Reproduce the rows below word for word, starting with the line that contains "Where can you see the rusty", including that line, and continuing through the last line of the rows.
--------------------------------
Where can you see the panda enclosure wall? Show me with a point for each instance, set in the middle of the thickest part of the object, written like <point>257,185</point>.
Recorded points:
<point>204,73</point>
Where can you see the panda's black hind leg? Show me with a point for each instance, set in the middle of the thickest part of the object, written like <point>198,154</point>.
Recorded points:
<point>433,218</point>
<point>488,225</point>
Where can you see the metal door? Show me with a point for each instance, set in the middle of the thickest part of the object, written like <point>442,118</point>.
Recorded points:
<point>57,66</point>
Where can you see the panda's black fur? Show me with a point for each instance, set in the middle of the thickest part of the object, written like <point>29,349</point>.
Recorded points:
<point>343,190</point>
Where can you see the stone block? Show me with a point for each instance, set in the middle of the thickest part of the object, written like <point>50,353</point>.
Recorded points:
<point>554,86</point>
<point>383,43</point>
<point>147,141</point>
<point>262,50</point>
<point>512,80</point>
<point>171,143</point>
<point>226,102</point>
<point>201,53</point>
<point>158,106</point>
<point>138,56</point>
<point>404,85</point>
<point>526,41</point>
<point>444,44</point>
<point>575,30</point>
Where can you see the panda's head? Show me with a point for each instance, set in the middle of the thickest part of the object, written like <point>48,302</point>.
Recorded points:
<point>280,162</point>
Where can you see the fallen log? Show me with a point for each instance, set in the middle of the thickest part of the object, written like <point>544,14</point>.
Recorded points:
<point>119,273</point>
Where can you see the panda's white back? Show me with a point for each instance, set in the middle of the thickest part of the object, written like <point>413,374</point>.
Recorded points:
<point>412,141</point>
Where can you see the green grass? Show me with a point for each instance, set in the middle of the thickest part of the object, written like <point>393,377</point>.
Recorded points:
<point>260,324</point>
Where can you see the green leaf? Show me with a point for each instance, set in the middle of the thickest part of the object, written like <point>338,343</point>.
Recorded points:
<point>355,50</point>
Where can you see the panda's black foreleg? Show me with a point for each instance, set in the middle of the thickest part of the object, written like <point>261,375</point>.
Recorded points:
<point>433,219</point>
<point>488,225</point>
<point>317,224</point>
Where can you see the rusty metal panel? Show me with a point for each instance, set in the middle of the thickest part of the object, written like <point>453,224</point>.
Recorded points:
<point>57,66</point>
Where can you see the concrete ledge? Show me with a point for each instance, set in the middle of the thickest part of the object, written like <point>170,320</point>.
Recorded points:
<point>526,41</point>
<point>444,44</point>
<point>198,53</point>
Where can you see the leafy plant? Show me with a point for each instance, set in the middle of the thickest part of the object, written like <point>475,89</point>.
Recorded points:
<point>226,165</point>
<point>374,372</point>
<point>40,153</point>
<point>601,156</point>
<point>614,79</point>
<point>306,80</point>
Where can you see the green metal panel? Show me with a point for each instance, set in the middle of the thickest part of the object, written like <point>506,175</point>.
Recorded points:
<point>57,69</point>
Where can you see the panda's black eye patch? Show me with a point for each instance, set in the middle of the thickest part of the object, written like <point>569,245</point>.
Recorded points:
--------------------------------
* [RESULT OF THE TASK]:
Where can you see the rusty metal panel? Show me with a point for each instance, set in the middle of the thickest part of the object, written like <point>453,224</point>.
Recorded points:
<point>57,66</point>
Where can you see the concrete ledge? Show me with a point for each instance, set in the middle of the thickest part of the object, written like <point>170,320</point>.
Recorded points:
<point>526,41</point>
<point>444,44</point>
<point>198,53</point>
Where can you see the leafy plant? Show me with a point for each instance, set in the middle of the thickest part of the object, written like <point>475,89</point>.
Recorded points:
<point>226,165</point>
<point>374,372</point>
<point>40,153</point>
<point>601,156</point>
<point>614,79</point>
<point>306,80</point>
Where can you see the green metal panel? Show me with a point for each instance, set in the middle of the thickest part of the object, written like <point>506,175</point>.
Recorded points:
<point>57,69</point>
Where can you see the panda's black eye patch? Show me with a point for each instance, set in the middle of the thickest part of the object, written like <point>569,245</point>.
Recorded points:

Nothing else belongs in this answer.